▸ **指示文**
下に示す北斗星君とゼアルの物語についての考察文を、最後の文の次から続けて書くこと。

北斗七星の神格化である北斗星君は死を司る白い服を着た醜い顔の厳格な老人であるとされる。

北斗星君は全ての人間の行いを調べて地獄での行き先を決定する、日本における閻魔大王のような役割を持つという。

また、人の寿命を記した巻物を持っており、そこに書かれた数字を書き換えることで寿命を伸ばすこともできるとされる。

https://dic.nicovideo.jp/a/%E5%8C%97%E6%96%97%E4%B8%83%E6%98%9F
ニコニコ大百科 引用終わり

 

簡単に言えば、日本版閻魔大王、ということになるでしょうか。
私的にはとてもすっきりしました。だから、彼の手下は北斗七星、バリアン七皇というわけなんです。

彼は「人の寿命を記した巻物」で、人間の「数字」を操るのです。多分、それで七皇もやられたのです。
ここが元ネタなら、やはり、ナンバーズの「数字」はズバリ「寿命」なのでしょう。

 

 【死にあらがう】

では、どう「死」と戦うのか。

それは、勿論「生命の力」を以て戦うのです。


物語はこうなのでしょう。

 

アストラルはドン・サウザンドにかつて戦いかろうじて勝利しましたが、アストラルは半分に分かれてしまった。

何故ドン・サウザンドを倒せなかったのか。

それはアストラル自体が「エネルギー体」だからにほかなりません。彼に「生命」はないのです。

その無理を悟った半身アストラルは、人間世界にたどり着き、父母を持ち、子供となることで、生命の力と絆を得て、再びドン・サウザンドと戦う。

 

これが、遊馬なんです。


うん、よくできたストーリーですね。

個人的に、「ああ、ゼアルってアストラルの物語なんだ」ということを再確認できました。

勿論、遊馬の活躍もあったのですが、その前の「前提」がもう、アストラルありきだったのですよ。

そりゃ、1期で、アストラルが最初に主人公になるわけだ。

原作分かる方には、アストラルは闇遊戯と見てる方も多かったのではなかったのでしょうか。


では、何故生命の力なのか。

というのは「皇の鍵」の考察を読んでいただきたいのですが……。

 

「生命アンク」=死者蘇生=皇の鍵=千年錠 と私はとらえています。

 

遊馬のデッキにちゃっかり「死者蘇生」というカードが入っているのですよ。

しかも1話でガガガマジシャン、ゴゴゴゴーレムというメインモンスターの間に、こっそり映ってます。

これをアンコール放送後に見て「また死者蘇生が来る、これはフラグ!」と思ってましたが、まさか意味があったとは…。

▸ **提供データ**

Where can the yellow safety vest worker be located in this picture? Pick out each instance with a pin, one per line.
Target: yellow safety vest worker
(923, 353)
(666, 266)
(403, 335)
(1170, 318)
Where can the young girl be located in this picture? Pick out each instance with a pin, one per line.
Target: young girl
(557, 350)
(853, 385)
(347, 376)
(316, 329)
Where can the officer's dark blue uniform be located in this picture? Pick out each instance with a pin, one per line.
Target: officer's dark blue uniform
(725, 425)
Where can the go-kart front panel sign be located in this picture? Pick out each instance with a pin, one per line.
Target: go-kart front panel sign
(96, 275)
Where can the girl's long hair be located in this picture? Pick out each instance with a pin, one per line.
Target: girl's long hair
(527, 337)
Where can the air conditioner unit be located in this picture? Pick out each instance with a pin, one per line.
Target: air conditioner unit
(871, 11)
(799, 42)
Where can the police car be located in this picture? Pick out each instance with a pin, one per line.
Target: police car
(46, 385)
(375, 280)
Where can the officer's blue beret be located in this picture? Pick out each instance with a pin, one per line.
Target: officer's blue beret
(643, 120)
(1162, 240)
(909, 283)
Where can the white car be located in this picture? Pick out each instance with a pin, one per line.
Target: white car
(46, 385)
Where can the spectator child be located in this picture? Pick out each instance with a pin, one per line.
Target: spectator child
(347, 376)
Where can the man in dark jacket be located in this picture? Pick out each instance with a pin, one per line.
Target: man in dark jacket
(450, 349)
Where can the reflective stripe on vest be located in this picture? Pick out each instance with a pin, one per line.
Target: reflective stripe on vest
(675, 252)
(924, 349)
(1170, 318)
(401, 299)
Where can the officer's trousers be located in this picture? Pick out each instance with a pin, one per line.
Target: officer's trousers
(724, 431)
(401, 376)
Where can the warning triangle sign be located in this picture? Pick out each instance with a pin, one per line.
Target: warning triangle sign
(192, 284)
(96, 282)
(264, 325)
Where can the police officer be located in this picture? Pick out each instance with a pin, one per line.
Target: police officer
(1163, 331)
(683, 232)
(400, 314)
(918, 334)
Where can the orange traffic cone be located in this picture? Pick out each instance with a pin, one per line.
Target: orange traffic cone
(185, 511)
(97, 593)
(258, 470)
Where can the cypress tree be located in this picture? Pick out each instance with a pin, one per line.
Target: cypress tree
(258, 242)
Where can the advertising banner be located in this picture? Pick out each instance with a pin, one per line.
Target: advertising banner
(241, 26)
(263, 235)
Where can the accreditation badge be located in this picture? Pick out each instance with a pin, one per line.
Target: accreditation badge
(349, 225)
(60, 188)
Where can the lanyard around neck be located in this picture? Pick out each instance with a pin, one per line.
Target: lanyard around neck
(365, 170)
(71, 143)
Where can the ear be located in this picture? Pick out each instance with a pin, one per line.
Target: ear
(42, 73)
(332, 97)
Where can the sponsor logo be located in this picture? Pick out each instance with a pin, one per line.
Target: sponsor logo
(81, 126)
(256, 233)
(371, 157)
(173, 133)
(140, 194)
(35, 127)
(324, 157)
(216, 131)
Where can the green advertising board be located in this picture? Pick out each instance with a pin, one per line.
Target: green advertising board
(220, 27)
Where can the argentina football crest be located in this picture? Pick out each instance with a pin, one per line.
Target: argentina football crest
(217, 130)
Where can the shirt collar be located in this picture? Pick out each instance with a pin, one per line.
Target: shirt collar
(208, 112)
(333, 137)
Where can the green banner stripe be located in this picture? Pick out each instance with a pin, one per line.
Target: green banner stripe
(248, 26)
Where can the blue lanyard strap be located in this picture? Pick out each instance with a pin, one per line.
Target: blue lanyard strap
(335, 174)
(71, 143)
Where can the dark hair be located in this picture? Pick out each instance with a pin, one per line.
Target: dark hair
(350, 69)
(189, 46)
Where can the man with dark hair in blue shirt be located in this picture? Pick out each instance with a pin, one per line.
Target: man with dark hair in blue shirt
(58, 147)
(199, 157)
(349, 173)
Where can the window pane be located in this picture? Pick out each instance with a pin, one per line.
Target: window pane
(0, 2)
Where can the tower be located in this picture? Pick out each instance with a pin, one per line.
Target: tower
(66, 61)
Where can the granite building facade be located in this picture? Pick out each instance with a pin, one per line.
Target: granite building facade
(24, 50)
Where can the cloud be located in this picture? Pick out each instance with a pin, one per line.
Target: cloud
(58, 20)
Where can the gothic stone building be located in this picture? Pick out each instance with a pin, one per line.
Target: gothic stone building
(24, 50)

▸ **作業結果**
要するに、一度遊馬は死んでいて、人間世界で新たな生命として生まれ変わっている。これを本編中、ランクダウンと言っています。

闇遊戯の使う死者蘇生はどちらかというと自己主張的なものだと感じましたが、皆さまはどうお考えでしょう。

これ、おそらく、意図的に入れたんでしょうね。後半ほとんど使わなくなったけど。


何故かって、遊馬はもう十分に「生命の力」を持っているからです。

そもそも「生命の力」を持つ皇の鍵が、遊馬に宿ることによってその力が増幅されている。

なんといえばいいのか。遊馬が皇の鍵を持っていれば、彼に安心してすべて任せられる。みたいな。自他ともにそうなのでしょうね。

彼はそれだけでは足らないと考えていて、絆の力、つながりを以て、「死」と戦おうとしている。

理由はアストラル世界が「孤独」ゆえに弱まってしまったからでしょう。彼自身が孤独に陥らないために、絆に頼ろうとした。

後半「死者蘇生」の代わりに「ダブルアップチャンス」が幅をきかせます。

 

アストラルは、そもそも「生命」のことに関しては無知でしたし、遊馬に追従することで、「生命」や「生きる」ことの意味を追体験する。

そして、遊馬自身に「君の持っている使命」を思い出させるという使命がある。遊馬を覚醒させなければいけなかった。

勿論、遊馬はそれを自分のものとは知らずに遂行しようとする。

アストラルの「記憶がない」は遊馬にとっての「記憶がない」はイコールなんですよ。

だから、記憶探しをするたびに、二人はもともとの形、要するに「ゼアル」に戻るわけです。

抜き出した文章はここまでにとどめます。